- **DIRECTIONS**: Return, word for word, the lines of the rows below that run from the line with "Autonomous forklift vision pipeline — detect the baby's bare" through the end of the rows. Include both ends and leave the pictures out.

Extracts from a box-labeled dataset
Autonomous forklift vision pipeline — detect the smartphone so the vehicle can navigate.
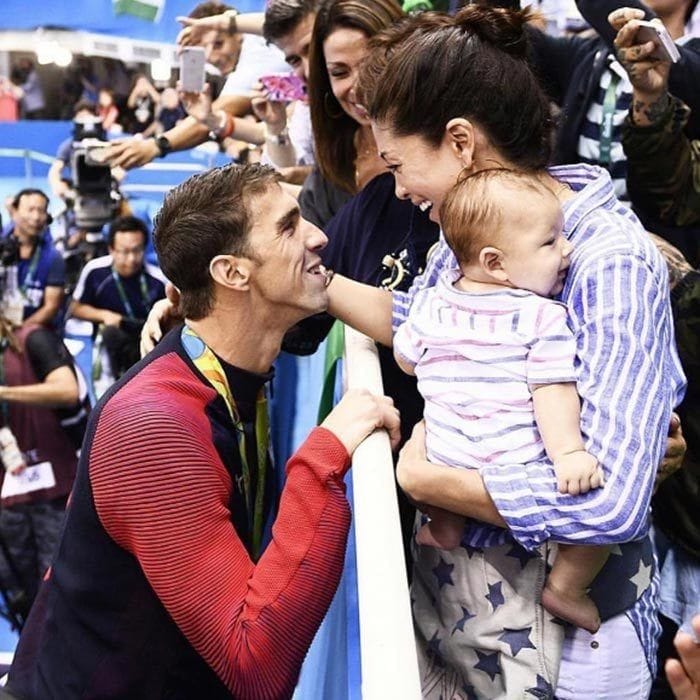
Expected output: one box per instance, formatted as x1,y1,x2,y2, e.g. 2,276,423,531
180,46,206,92
260,73,308,102
636,20,681,63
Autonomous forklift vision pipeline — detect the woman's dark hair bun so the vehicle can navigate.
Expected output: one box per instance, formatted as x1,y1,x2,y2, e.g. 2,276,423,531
454,5,533,58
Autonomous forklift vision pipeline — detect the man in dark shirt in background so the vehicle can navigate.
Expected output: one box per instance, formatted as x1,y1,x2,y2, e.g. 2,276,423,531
70,216,165,379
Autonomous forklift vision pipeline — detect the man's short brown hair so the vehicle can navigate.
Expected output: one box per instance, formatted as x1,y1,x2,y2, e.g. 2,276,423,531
153,164,280,320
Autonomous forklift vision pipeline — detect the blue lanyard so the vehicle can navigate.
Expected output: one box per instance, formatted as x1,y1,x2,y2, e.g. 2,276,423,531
19,241,41,296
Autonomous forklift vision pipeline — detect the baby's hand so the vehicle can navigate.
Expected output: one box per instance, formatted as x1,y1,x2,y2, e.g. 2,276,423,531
554,450,604,496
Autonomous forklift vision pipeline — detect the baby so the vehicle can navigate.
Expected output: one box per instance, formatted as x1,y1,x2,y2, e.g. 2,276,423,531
394,169,608,632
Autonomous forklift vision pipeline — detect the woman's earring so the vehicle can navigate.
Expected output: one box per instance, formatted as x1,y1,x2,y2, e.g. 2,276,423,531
323,92,344,119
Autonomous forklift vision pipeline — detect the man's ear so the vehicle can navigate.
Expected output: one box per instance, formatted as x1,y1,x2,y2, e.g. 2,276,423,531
445,117,476,170
479,246,508,284
209,255,252,292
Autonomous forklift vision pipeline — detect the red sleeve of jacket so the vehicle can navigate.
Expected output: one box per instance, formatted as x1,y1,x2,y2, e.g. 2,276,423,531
89,366,350,700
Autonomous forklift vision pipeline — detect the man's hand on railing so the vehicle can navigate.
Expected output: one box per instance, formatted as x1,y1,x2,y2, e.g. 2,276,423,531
321,389,401,455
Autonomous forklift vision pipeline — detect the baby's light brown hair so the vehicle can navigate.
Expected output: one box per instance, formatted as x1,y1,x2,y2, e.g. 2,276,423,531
440,168,556,265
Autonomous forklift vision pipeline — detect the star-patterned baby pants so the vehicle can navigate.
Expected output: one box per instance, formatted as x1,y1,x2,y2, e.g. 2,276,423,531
411,532,564,700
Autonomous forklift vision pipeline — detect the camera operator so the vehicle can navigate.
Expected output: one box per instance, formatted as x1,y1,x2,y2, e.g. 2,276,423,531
0,188,65,326
0,316,90,619
70,216,165,379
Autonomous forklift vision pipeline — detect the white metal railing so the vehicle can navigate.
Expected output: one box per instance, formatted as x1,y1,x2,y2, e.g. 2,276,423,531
343,326,421,700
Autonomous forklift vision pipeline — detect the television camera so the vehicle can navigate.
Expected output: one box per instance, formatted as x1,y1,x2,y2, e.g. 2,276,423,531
71,118,121,233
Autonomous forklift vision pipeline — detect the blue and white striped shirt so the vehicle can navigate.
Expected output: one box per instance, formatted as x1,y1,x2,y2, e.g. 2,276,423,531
392,165,685,669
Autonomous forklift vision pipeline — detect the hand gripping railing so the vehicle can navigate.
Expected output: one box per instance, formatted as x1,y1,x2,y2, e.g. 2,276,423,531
343,326,421,700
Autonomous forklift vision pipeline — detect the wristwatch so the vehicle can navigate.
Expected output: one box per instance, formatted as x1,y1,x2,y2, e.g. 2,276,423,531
224,8,238,36
153,134,173,158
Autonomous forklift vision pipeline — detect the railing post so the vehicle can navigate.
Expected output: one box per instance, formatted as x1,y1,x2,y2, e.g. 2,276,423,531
343,327,421,700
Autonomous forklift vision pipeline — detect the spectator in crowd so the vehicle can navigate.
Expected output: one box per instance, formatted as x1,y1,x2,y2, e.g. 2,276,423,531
97,88,119,131
2,188,65,327
105,2,283,169
322,6,684,698
0,76,19,122
666,615,700,700
531,0,700,197
612,8,700,231
0,318,90,619
13,58,46,119
6,166,398,700
180,0,317,178
70,216,165,379
650,236,700,700
126,73,160,139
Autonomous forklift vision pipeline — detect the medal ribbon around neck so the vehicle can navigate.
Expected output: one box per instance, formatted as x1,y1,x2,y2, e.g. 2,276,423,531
180,325,270,560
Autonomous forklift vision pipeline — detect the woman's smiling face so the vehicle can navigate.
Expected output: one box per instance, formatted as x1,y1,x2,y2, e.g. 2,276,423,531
323,27,369,125
372,123,464,223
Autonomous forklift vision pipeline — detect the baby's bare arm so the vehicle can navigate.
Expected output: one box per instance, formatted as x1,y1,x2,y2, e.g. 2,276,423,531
532,382,603,496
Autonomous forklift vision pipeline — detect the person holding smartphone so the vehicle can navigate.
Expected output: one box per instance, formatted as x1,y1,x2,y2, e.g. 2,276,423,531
610,8,700,231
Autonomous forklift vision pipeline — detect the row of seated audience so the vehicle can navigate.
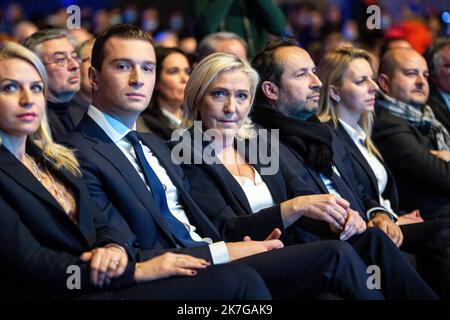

- **RIGHT ANSWER**:
Autonomous forklift vision pipeline — detect the baby's bare arm so the vehicle can navigate.
Expected output: one box per instance, formatted as x1,y1,x2,y2, e.g. 2,276,423,531
532,382,603,496
Autonomous forklift vision pipeline — detect the person holding smartphone so the vehicle can navigate.
Expected output: one box per instance, formatted as x1,y1,x2,y2, e.g. 2,276,423,531
610,8,700,231
Autonomous forklift vision pipeline — detect the row of seated audience so the vehicle can navigate.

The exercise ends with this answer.